Materials provided:
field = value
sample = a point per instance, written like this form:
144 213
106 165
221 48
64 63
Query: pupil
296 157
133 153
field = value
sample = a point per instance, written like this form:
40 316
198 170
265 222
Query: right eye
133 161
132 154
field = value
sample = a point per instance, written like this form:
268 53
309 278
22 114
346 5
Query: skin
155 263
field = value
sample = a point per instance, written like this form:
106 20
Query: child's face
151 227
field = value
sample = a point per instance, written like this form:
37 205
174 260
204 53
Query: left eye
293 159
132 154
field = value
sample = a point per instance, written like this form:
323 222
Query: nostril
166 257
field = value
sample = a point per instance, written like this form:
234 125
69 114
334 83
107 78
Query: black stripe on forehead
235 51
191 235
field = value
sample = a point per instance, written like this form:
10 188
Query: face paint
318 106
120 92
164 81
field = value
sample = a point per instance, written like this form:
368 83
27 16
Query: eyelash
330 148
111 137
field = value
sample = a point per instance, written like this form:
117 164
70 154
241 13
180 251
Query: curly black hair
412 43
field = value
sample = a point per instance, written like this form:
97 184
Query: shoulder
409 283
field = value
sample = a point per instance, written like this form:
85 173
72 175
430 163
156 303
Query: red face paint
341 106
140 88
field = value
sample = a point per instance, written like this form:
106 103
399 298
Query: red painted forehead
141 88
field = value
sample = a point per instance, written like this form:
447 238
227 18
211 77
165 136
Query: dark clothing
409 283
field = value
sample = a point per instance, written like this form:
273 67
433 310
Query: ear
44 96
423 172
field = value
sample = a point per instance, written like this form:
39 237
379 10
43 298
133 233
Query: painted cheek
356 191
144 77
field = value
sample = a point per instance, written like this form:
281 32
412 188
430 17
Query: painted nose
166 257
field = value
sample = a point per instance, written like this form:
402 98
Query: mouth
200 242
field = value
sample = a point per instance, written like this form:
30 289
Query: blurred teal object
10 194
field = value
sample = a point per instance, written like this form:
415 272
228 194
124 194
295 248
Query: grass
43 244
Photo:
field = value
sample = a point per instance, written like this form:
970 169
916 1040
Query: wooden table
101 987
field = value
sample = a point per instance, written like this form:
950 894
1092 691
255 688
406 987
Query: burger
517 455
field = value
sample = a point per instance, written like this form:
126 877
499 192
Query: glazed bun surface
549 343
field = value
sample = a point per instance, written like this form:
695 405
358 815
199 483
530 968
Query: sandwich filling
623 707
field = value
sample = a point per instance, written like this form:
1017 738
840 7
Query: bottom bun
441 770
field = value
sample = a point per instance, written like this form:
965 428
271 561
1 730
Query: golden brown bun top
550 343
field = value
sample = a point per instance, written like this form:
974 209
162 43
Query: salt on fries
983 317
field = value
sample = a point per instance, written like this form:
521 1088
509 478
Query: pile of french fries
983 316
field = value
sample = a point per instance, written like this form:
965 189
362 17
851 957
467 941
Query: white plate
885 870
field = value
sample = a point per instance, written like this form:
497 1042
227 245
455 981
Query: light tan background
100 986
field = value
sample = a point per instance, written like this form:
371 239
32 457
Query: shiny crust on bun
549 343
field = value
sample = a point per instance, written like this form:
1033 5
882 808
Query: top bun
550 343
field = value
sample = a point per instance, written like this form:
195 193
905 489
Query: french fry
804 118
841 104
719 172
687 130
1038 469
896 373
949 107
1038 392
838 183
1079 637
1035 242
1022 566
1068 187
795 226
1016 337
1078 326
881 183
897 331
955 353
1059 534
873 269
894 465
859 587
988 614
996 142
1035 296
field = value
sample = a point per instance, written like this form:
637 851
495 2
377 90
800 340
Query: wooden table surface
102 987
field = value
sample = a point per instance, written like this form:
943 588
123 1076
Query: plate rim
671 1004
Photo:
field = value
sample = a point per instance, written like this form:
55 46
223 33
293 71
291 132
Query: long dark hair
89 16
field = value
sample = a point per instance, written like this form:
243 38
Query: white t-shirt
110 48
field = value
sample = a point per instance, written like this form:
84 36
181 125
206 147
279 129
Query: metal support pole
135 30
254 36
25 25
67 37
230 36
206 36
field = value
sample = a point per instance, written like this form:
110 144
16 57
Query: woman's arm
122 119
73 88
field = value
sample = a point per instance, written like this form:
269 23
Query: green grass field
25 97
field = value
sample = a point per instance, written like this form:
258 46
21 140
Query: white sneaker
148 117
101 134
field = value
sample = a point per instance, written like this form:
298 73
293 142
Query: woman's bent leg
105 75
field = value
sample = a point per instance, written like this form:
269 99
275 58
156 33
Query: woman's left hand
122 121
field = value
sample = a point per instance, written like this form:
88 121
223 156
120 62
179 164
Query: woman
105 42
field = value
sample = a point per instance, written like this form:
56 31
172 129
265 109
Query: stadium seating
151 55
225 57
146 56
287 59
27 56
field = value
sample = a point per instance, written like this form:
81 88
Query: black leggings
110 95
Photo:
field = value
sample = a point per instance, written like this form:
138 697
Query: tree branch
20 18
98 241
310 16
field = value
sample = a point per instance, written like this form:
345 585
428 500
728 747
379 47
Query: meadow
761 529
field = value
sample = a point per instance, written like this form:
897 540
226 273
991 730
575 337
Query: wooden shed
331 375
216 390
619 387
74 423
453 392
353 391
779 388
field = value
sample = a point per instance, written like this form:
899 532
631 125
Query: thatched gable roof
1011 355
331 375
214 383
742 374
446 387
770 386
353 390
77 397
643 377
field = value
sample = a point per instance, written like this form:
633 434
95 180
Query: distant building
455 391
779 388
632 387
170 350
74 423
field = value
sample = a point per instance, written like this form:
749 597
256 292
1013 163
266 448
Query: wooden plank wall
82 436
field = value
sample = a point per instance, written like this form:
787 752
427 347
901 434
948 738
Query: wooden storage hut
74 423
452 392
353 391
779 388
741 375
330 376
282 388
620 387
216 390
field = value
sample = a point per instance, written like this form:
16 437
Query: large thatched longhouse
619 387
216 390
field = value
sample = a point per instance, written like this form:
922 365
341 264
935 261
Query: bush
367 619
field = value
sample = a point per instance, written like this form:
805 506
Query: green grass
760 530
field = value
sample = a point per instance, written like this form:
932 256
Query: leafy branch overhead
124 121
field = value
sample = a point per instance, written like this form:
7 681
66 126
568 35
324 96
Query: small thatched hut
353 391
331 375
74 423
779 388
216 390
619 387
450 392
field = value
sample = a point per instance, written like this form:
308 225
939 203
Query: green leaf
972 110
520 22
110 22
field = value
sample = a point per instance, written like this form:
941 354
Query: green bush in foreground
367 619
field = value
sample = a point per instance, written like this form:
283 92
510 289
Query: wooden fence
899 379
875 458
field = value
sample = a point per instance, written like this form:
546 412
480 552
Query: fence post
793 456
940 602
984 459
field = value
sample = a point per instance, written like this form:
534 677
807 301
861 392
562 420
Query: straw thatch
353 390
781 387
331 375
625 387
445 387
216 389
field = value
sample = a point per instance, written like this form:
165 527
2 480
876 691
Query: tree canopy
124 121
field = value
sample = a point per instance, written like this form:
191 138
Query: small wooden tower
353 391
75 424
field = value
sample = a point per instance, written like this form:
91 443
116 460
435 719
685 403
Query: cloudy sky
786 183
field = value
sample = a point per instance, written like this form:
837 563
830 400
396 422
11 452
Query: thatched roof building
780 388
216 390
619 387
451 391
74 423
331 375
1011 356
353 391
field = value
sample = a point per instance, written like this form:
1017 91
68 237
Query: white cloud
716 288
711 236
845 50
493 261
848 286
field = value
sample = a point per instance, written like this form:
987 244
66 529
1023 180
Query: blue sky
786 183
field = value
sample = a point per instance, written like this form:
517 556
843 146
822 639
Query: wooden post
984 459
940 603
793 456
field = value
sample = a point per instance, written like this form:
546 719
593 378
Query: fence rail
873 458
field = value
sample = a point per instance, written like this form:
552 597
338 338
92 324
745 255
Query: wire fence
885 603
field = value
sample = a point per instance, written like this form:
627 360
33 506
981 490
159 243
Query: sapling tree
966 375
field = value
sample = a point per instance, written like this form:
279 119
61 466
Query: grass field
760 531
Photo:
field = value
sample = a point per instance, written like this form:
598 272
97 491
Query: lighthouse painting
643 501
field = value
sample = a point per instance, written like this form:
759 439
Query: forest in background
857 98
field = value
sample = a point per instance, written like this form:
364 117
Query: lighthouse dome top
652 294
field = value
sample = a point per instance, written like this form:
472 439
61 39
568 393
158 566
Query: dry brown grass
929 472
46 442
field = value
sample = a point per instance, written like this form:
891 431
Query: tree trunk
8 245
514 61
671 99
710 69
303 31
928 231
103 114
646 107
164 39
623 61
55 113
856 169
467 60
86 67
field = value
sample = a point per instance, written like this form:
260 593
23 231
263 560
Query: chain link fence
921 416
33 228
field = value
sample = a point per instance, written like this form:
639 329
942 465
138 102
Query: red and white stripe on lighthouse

What to do:
Reproduce the lines from the one containing "Query: lighthouse dome top" to the end of the entries, keeping both ends and adding nothing.

Written response:
Query: lighthouse dome top
652 294
field = value
sample = a point per instance, written like this form:
472 439
61 39
568 393
158 566
Query: dry brown grass
929 472
46 442
field = value
sample = a point per instance, written like this form:
891 431
Query: tree trunk
8 245
514 61
671 99
710 69
303 31
928 231
103 114
646 107
164 39
623 61
55 113
856 169
467 60
86 67
field = value
sample = a point per instance, written like this form:
260 593
23 231
263 560
Query: chain link fence
921 416
33 228
field = value
sample = a point per instance, written like this form:
639 329
942 465
138 102
Query: red and white stripe on lighthouse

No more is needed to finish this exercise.